• **Set problem**
Copy the rows from the line containing "Help me locate the tree in" through the last row, swapping every "Help me locate" for "Help me find" and leaving everything else as it stands.

• **Exercise input**

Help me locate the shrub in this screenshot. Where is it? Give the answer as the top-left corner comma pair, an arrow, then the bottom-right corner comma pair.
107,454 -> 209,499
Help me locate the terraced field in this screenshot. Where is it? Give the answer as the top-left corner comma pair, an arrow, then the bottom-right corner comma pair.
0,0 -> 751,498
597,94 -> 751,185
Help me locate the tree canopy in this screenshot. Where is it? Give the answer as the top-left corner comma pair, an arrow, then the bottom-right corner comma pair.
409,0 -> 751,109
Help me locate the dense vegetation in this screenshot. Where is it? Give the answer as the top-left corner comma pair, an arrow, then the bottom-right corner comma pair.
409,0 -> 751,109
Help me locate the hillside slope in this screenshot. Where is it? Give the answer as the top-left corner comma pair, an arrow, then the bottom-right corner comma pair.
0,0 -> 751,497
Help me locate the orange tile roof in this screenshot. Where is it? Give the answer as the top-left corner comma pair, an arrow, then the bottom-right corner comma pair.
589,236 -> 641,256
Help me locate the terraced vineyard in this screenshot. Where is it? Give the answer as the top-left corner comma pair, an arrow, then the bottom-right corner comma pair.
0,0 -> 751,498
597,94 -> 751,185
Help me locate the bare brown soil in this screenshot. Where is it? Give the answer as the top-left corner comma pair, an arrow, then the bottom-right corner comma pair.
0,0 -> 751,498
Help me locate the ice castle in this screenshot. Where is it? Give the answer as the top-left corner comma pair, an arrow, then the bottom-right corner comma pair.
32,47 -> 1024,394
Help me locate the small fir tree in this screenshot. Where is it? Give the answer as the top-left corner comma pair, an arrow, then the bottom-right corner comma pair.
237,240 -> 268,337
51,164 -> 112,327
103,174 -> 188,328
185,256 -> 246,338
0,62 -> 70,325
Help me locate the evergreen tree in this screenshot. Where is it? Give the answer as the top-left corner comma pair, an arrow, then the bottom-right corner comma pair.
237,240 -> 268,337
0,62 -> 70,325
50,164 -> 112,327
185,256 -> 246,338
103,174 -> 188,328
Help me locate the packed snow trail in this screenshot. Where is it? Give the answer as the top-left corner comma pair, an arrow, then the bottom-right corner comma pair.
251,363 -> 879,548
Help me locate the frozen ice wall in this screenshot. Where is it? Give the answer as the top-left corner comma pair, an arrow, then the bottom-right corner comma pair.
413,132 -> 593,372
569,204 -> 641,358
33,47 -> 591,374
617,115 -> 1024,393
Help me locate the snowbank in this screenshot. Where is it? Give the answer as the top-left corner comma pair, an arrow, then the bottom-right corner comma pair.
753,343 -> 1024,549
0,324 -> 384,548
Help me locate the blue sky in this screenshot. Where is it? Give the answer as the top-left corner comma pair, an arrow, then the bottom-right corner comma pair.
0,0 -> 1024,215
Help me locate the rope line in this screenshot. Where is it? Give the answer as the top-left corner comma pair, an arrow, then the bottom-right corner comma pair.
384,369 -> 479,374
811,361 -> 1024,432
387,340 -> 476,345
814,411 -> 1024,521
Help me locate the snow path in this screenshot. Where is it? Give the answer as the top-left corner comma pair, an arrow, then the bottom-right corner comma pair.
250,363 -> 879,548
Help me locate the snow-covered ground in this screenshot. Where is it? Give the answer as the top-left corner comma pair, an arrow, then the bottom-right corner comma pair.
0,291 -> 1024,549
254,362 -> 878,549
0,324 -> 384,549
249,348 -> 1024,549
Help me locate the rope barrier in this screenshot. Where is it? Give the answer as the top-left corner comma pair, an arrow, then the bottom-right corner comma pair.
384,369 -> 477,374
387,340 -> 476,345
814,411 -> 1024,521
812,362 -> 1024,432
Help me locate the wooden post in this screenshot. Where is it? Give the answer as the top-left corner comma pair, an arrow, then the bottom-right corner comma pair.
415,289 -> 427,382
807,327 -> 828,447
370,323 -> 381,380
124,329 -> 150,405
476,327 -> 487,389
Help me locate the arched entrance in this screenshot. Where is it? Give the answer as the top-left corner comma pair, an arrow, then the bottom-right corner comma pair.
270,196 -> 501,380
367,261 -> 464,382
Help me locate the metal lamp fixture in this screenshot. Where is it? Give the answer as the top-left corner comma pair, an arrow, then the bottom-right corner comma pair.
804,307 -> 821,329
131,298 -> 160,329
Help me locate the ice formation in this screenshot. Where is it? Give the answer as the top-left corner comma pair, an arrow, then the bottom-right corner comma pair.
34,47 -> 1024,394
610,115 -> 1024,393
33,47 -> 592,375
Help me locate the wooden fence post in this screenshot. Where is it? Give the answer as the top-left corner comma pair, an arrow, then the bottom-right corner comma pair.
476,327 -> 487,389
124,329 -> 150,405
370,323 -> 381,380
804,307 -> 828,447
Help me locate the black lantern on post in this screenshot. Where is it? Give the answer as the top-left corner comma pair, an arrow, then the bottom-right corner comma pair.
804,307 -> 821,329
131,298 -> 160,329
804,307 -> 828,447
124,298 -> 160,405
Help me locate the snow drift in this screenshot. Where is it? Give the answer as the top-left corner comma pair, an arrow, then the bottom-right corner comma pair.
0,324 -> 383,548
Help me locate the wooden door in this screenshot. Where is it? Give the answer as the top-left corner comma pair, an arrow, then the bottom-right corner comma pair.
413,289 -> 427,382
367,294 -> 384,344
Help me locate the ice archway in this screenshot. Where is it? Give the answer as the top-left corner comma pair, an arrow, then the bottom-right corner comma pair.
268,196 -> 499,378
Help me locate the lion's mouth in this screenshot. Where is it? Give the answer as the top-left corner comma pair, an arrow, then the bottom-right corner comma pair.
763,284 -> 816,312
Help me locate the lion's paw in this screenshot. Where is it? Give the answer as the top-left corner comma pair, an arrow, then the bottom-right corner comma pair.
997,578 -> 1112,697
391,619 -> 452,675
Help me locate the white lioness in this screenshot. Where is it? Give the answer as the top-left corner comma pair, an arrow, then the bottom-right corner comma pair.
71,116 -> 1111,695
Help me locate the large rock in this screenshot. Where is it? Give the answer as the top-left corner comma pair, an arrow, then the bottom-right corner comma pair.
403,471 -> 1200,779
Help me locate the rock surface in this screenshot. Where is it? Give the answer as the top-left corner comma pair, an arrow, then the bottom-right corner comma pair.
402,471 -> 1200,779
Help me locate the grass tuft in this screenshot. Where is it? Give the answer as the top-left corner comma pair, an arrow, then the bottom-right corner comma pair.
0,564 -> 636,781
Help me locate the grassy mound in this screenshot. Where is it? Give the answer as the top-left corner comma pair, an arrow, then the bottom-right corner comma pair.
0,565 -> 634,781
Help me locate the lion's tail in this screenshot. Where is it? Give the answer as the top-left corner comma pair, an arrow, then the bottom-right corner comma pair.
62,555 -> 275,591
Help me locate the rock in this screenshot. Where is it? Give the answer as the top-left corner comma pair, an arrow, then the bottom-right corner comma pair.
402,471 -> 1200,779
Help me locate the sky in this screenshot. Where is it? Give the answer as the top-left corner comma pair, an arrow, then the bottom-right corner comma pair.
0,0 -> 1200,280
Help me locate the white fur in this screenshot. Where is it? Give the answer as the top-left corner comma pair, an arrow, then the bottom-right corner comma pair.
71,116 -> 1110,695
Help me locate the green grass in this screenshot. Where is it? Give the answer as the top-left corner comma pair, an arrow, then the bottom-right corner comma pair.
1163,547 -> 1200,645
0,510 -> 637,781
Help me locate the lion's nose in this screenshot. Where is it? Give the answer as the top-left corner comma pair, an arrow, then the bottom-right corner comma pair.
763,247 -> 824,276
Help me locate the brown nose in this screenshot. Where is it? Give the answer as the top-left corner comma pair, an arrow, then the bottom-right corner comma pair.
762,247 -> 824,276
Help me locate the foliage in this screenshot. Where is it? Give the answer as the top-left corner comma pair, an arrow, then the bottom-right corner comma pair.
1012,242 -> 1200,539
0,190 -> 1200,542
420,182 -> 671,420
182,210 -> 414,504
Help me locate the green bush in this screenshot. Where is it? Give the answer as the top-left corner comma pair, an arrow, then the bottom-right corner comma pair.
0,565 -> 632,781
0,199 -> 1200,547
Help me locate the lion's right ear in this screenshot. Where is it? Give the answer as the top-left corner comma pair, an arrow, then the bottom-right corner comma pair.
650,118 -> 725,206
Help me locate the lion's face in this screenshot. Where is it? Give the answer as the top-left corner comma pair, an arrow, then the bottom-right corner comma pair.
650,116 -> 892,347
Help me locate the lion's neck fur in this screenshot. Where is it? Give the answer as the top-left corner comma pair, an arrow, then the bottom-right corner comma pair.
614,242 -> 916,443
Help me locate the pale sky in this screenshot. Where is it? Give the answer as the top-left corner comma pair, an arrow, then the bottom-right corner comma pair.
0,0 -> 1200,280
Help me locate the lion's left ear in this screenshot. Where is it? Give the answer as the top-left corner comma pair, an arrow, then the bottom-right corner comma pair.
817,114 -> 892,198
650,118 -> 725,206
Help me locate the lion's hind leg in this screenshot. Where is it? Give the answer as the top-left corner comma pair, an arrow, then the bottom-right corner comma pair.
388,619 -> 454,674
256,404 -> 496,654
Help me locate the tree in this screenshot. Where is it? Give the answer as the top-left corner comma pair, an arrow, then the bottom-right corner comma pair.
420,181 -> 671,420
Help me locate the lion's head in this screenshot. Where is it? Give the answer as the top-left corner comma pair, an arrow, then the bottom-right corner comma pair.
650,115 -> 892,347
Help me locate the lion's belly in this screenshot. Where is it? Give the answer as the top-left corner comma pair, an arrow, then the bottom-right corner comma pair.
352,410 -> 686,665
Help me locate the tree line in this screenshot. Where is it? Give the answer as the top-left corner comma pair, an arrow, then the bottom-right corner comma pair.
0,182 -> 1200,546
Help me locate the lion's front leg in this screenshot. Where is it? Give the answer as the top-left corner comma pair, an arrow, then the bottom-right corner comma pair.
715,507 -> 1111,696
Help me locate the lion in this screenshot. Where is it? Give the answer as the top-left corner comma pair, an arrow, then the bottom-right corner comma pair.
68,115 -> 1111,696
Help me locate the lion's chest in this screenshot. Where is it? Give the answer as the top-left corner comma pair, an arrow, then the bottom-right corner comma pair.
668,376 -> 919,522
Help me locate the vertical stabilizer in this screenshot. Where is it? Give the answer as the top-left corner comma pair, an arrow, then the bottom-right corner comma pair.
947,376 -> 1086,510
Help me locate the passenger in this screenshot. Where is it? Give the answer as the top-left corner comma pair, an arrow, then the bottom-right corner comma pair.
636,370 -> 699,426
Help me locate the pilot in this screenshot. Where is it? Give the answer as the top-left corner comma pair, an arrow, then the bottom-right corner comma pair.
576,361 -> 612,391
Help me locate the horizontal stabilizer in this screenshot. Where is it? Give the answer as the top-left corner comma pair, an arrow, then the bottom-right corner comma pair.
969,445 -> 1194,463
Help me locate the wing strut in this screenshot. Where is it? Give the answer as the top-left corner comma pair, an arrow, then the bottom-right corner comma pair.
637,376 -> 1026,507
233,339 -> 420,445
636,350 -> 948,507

• **Output for this task**
Help me find the tree in this screenshot. Where is it? Give the answer as the top-left corner comma pair, an arrow, then the bottom-right corner comma pair.
420,181 -> 671,420
Help me find the lion's head in this screenshot. Where is it? Give the answer as the top-left corner comma pair, an arrow, then the bottom-right corner comma pair.
650,115 -> 892,347
Help me find the lion's belly in this screenshot. Where is it? Give the answer as the top-left corner comma pair, an arrow, then the bottom-right corner comma pair.
352,410 -> 686,665
Help me find the tree line in this screenshot. Where is it? Give the answer as the top-left corner comma pair, an arrow, then the bottom-right corner comma pair.
0,182 -> 1200,546
Help me find the lion's front leg in this screenshot. Where is it? Give the answer as the top-left corner comma pair, an arrow, then the bottom-right corner comma pair.
715,507 -> 1111,696
Help me find the lion in this screenshot. Where is it? Give the answer as the top-left corner comma pair, an arrow, then the bottom-right corner comma pair.
68,115 -> 1111,696
Help me find the lion's chest in this screenshot. Where is it? Give the answer as the top-left corner comma pair, an arrow, then the bottom-right corner comma pair.
668,376 -> 919,522
Help me find the vertical stabilizer in this screenshot. Where is it? Give the answer as the top-left corner comma pair, an arrow, then the bottom-right corner comma pair.
947,376 -> 1086,510
Help me find the passenger in this screenshot. Where is it? Give the answer as the top-left corner comma pair, an arrow, then the bottom-right corner comma pair.
636,370 -> 699,426
Help me find the pilot in this screenshot. Where is it? Give the answer as the top-left corner comma pair, an arrow, then the bottom-right corner comma pair.
576,361 -> 612,391
Help me find the horizontal stabilizer in this screenshot. Where is it? Give the answer as the top-left corner comma pair, an arrow, then the bottom-right corner comma pair.
969,445 -> 1194,463
Help me find the wing strut in this screenshot. Where is it? Give the answer as the top-left corner comma pair, an arrow, then the bottom-right corner comma pair.
637,376 -> 1026,507
233,339 -> 420,445
636,350 -> 948,507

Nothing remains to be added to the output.